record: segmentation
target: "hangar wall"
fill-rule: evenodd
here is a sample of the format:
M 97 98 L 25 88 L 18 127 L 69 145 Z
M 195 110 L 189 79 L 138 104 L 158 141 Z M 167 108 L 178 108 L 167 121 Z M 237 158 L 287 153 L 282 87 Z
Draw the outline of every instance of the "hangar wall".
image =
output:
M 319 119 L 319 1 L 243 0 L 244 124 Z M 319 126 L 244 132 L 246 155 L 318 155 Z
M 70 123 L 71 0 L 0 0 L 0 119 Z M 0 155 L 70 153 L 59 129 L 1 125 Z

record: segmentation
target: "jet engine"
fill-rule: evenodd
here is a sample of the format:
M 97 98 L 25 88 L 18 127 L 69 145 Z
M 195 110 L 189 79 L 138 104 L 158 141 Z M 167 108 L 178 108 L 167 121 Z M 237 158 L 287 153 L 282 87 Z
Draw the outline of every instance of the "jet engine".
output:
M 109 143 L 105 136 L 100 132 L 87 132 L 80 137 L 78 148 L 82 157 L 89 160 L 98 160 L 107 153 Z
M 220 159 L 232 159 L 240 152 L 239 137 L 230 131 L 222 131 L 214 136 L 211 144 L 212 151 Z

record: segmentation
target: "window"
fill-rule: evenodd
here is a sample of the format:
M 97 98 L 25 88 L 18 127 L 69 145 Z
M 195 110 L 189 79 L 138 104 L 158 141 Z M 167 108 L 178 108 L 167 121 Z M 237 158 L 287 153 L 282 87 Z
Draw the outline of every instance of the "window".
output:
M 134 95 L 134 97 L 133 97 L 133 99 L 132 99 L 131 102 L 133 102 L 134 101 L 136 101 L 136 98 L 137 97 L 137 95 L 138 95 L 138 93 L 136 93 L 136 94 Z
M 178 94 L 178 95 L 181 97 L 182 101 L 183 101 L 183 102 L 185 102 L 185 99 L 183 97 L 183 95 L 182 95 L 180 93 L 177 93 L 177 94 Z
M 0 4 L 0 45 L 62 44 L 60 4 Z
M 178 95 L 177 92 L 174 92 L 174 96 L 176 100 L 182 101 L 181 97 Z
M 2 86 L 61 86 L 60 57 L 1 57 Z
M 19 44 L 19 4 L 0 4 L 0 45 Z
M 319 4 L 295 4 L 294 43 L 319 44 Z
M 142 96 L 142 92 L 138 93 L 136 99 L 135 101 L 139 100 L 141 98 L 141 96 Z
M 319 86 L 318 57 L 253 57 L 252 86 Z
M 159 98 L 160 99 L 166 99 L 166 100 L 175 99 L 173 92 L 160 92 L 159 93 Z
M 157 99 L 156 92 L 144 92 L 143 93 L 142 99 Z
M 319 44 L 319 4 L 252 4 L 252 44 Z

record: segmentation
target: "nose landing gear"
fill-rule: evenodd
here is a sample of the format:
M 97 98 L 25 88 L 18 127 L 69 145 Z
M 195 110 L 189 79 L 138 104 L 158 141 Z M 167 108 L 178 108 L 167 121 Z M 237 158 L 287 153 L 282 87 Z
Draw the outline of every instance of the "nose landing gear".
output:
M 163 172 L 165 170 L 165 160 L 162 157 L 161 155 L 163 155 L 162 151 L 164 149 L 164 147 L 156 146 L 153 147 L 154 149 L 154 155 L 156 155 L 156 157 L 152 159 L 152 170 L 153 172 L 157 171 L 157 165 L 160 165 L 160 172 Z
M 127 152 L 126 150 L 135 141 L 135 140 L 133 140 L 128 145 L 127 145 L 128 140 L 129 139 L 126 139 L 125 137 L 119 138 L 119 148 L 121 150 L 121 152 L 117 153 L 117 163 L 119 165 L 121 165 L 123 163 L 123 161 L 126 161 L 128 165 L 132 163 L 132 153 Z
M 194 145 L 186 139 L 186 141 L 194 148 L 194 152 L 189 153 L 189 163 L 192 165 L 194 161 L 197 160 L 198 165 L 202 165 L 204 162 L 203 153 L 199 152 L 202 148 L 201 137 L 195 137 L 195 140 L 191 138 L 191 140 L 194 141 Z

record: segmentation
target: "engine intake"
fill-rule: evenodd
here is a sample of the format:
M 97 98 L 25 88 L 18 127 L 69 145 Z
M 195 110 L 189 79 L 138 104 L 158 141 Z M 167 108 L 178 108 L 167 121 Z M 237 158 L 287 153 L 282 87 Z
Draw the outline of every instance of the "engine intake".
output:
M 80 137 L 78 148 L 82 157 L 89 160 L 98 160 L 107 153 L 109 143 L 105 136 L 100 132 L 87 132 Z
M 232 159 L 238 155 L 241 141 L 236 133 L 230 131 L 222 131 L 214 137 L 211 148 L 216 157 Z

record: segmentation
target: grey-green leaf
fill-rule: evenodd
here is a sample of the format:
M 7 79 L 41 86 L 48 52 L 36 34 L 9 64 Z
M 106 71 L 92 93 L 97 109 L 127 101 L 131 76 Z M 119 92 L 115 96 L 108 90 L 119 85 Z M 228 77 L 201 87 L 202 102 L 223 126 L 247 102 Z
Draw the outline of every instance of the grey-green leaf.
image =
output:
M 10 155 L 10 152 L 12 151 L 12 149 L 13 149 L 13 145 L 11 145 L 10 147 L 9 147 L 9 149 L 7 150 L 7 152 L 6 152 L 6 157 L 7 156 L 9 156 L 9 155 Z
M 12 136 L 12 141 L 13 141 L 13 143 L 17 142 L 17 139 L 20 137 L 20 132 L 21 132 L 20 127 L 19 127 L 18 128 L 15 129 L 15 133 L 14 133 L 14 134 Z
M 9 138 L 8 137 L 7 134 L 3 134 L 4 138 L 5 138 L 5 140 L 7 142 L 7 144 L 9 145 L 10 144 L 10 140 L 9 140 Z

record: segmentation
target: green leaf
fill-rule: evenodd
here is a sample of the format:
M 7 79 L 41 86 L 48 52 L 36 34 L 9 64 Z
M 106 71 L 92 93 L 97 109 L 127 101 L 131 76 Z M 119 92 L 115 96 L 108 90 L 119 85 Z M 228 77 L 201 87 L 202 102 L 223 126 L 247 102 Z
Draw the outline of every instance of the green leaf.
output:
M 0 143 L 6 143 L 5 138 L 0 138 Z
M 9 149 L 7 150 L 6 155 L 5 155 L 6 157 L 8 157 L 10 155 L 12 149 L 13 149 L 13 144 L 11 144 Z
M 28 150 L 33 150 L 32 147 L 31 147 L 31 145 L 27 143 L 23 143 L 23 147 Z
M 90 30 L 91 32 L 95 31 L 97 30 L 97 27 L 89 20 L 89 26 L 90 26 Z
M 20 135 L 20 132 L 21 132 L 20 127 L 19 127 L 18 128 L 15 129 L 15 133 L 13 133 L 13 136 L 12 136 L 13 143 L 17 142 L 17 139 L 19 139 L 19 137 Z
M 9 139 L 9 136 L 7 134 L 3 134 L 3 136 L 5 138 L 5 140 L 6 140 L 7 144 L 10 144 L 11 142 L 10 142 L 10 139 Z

_ _ _ _

Rescale the items from the start through the line containing "M 220 159 L", both ends included. Write all of those lines out again, requests included, with every coordinate in the answers multiplied by 1.55 and rounded to the nearest whole number, halves rounded up, leaving the numbers in the requests and their format samples unchanged.

### Exercise answer
record: segmentation
target: "hangar wall"
fill-rule: evenodd
here is a sample of the format:
M 97 98 L 25 88 L 18 127 L 69 145 Z
M 195 110 L 189 79 L 138 104 L 158 141 Z M 167 108 L 178 108 L 167 121 Z M 237 158 L 287 153 L 282 87 Z
Draw the outline of every instance of the "hangar wall".
image =
output:
M 494 184 L 494 2 L 377 0 L 378 192 Z M 494 195 L 378 205 L 381 240 L 493 240 Z
M 109 191 L 110 0 L 0 0 L 0 184 Z M 0 240 L 109 237 L 91 200 L 2 194 Z

record: segmentation
target: "jet engine"
fill-rule: evenodd
here is a sample of the format:
M 97 98 L 25 88 L 18 127 L 69 145 Z
M 195 110 L 189 79 L 138 104 L 158 141 Z M 167 108 L 178 108 L 167 121 Z M 237 158 L 287 153 L 282 87 Z
Draw the outline of every instance of the "jet engine".
output:
M 169 222 L 163 211 L 155 205 L 135 205 L 124 212 L 121 229 L 127 243 L 138 248 L 152 248 L 166 237 Z
M 341 246 L 360 246 L 372 236 L 370 212 L 357 203 L 344 203 L 332 211 L 327 223 L 329 234 Z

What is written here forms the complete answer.